— Dataset records —
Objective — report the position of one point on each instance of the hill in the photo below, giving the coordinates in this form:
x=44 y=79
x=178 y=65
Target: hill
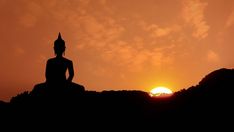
x=209 y=101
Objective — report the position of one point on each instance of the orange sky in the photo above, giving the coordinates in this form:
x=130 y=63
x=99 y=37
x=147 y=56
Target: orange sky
x=116 y=44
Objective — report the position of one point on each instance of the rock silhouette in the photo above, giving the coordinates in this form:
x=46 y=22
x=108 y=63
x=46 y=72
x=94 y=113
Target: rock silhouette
x=62 y=102
x=208 y=102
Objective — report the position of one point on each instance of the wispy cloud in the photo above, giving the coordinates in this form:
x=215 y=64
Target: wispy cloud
x=212 y=56
x=230 y=20
x=193 y=14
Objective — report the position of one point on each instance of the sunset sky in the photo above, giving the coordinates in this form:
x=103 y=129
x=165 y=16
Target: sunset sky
x=116 y=44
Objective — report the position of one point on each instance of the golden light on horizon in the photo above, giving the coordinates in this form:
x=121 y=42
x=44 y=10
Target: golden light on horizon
x=160 y=91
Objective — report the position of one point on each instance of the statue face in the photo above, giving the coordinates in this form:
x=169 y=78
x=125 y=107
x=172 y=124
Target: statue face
x=59 y=50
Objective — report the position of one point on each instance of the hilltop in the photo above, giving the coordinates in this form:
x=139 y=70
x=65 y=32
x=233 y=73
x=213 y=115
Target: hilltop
x=208 y=101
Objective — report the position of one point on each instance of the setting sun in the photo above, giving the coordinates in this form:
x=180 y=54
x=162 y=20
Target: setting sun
x=160 y=91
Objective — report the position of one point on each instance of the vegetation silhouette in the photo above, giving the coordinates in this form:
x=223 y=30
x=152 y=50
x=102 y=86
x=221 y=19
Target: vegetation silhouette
x=59 y=100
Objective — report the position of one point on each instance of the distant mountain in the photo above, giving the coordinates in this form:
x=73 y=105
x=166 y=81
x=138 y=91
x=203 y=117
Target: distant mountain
x=209 y=101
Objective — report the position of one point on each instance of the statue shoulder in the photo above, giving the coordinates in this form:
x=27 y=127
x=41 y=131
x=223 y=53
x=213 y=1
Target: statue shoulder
x=68 y=61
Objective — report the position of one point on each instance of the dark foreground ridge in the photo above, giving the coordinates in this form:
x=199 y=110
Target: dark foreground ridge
x=210 y=101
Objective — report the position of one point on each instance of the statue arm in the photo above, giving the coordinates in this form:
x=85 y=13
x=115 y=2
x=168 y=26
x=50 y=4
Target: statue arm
x=47 y=71
x=71 y=72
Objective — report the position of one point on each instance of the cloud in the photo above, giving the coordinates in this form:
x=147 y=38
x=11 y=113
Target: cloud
x=19 y=51
x=193 y=14
x=212 y=57
x=230 y=20
x=157 y=32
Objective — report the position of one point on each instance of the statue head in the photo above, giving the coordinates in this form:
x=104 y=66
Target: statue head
x=59 y=46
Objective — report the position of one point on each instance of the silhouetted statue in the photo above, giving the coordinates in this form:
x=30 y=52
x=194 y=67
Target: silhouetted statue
x=56 y=69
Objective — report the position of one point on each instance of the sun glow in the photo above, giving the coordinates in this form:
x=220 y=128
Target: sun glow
x=160 y=91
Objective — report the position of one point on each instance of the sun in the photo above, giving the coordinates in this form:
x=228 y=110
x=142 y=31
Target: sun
x=160 y=91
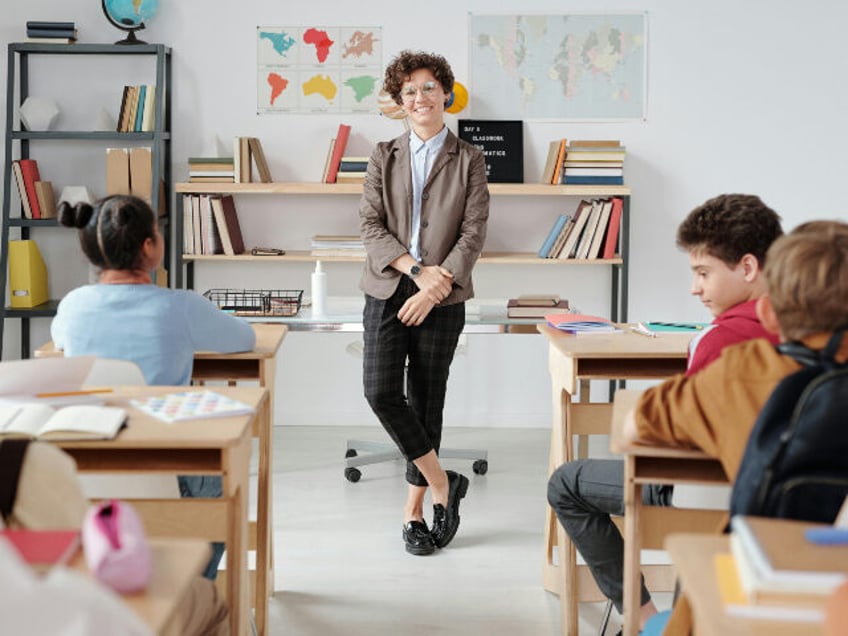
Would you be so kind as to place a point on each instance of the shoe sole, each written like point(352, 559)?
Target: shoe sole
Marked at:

— Exercise objective —
Format the part of the material that opens with its first line and closes with the line containing "x=208 y=102" as a JSON list of strings, one string per line, with blank lines and pictures left out.

— Full output —
[
  "Objective — report the position of one point on each instance of the hill in the photo below, giving the coordinates in this form:",
  "x=44 y=79",
  "x=178 y=65",
  "Target: hill",
  "x=209 y=101",
  "Objective — report the position of one point on each instance of the orange sky in the photo above, giving the coordinates in this form:",
  "x=130 y=63",
  "x=99 y=37",
  "x=147 y=56",
  "Target: orange sky",
  "x=116 y=44",
  "Objective — report the position of one point on each instance of the rock silhouette in the photo above, giving the coordinates in this form:",
  "x=46 y=22",
  "x=108 y=63",
  "x=46 y=72",
  "x=94 y=113",
  "Target: rock silhouette",
  "x=62 y=102",
  "x=208 y=102"
]